THE REQUEST:
Transcribe every entry word for word. Skip the pictures.

*** SUPPLIED INFORMATION

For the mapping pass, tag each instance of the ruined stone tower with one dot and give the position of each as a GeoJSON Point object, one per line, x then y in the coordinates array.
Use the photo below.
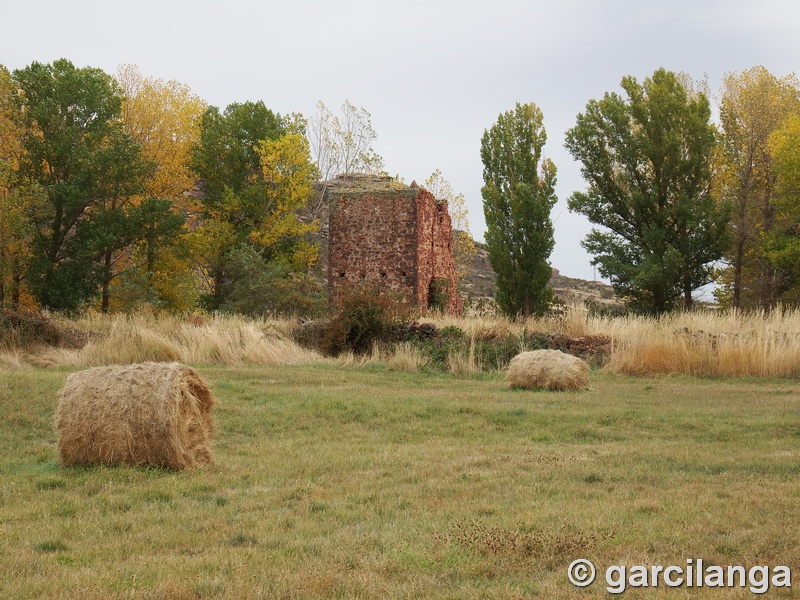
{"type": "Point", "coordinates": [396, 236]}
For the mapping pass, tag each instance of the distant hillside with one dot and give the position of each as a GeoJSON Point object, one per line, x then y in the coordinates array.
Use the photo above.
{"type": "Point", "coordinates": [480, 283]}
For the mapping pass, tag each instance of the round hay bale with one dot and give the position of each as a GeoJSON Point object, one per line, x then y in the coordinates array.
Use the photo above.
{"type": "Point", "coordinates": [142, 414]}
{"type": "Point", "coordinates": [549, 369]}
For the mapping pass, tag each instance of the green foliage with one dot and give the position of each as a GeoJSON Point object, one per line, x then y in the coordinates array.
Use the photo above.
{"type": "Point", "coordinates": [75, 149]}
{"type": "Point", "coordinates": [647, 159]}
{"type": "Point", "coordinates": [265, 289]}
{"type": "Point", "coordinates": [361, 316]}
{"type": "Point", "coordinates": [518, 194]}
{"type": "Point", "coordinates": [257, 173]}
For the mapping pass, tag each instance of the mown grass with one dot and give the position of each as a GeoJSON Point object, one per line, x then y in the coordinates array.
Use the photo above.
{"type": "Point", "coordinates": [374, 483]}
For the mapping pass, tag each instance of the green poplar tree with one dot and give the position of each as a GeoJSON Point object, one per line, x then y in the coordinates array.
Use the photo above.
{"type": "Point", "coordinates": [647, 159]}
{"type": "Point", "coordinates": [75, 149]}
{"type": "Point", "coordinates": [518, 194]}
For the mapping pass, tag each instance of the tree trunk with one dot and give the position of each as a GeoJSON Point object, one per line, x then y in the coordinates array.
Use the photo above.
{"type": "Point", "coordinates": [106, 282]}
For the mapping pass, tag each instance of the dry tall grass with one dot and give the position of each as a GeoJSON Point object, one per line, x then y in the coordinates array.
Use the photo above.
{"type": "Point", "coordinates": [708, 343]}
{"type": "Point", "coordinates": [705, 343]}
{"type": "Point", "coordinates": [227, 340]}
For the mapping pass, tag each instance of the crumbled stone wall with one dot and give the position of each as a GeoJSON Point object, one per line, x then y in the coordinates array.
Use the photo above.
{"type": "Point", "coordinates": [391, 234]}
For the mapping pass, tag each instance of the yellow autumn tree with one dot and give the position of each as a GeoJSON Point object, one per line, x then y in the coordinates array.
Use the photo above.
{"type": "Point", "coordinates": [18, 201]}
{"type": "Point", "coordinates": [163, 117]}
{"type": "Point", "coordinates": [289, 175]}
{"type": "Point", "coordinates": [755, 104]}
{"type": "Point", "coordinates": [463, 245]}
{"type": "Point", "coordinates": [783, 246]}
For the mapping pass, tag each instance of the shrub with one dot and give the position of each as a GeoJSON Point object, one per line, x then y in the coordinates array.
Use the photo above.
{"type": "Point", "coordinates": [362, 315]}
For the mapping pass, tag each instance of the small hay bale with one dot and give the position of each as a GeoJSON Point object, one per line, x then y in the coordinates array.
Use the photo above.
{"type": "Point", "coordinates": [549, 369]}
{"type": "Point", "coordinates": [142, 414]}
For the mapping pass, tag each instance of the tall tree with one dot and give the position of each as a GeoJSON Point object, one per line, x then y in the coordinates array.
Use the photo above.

******

RESULT OF THE EXERCISE:
For the mapping pass, tag each instance of the ruined stone tower with one dot and give the position of each as a GeoJSON Point object, one per line, x then y in the coordinates array.
Use the photo below.
{"type": "Point", "coordinates": [396, 236]}
For the mapping pass, tag each instance of the distant hillside with one dot and give the position of each as a GeoJSON Point object, one per line, x then y in the coordinates array.
Use the photo above.
{"type": "Point", "coordinates": [480, 283]}
For the mapping pass, tag each instance of the round hay bale with one dot and give the position of each as a GeoJSON Point object, one per line, x then y in the coordinates array.
Use the photo above.
{"type": "Point", "coordinates": [142, 414]}
{"type": "Point", "coordinates": [549, 369]}
For the mapping pass, tag each instance of the green foliage with one dot and give the position of each as a GeoJSON Point object, one per line, x then y in the coordinates array.
Use the photo above.
{"type": "Point", "coordinates": [75, 149]}
{"type": "Point", "coordinates": [647, 159]}
{"type": "Point", "coordinates": [265, 289]}
{"type": "Point", "coordinates": [361, 316]}
{"type": "Point", "coordinates": [518, 194]}
{"type": "Point", "coordinates": [257, 173]}
For the mapping pass, tag each instance of the mown grass with one dot and give the position of each as a GeoJSON Point object, one per line, x then y in the coordinates array.
Use the photo above.
{"type": "Point", "coordinates": [374, 483]}
For the mapping pass, tag each instance of the green poplar tree with one dot and give the position of each as a GeoJSON Point object, one per line, x then y in the coordinates array.
Use the photo above.
{"type": "Point", "coordinates": [647, 159]}
{"type": "Point", "coordinates": [75, 149]}
{"type": "Point", "coordinates": [518, 194]}
For the mapping pass, tag each instance of the tree trunk with one dot and give the position of each as a GeoJSON Point object, one per line, x then y in the coordinates array.
Use the photo above.
{"type": "Point", "coordinates": [106, 282]}
For the mapping pass, tag each instance of the dry tall grass with one dot and give the position of each as a GeoJSON Point object, one per line, x then y in the coordinates array.
Use the photo above.
{"type": "Point", "coordinates": [708, 343]}
{"type": "Point", "coordinates": [705, 343]}
{"type": "Point", "coordinates": [227, 340]}
For the mapping pass, tag each instance of the crumbled stone wall with one dot and give the position of each as a GeoJSON Point object, one per line, x then y in the coordinates array.
Use the photo above.
{"type": "Point", "coordinates": [391, 234]}
For the mapping pass, tag each instance of the yellow autumn tree with one dot and give the position of each as a GeoJSON Point object, one per line, x then y in the coordinates array.
Use the photo above.
{"type": "Point", "coordinates": [18, 201]}
{"type": "Point", "coordinates": [163, 117]}
{"type": "Point", "coordinates": [289, 175]}
{"type": "Point", "coordinates": [755, 104]}
{"type": "Point", "coordinates": [463, 245]}
{"type": "Point", "coordinates": [783, 246]}
For the mapping pass, tag each instance of the shrub with one dot and give the position of each as a GeoJSON Point object, one per line, x then y in the coordinates array.
Use the photo above.
{"type": "Point", "coordinates": [362, 315]}
For the mapping pass, tag each instance of the small hay bale with one dot and give the position of each as a GeoJSON Point object, one per line, x then y in the coordinates array.
Use the photo above.
{"type": "Point", "coordinates": [549, 369]}
{"type": "Point", "coordinates": [142, 414]}
For the mapping pass, tag each instance of the tall tree with one dot and give the position of each as a GeoJSON Point object, one per line, x then y in the coordinates array.
Use the photo above.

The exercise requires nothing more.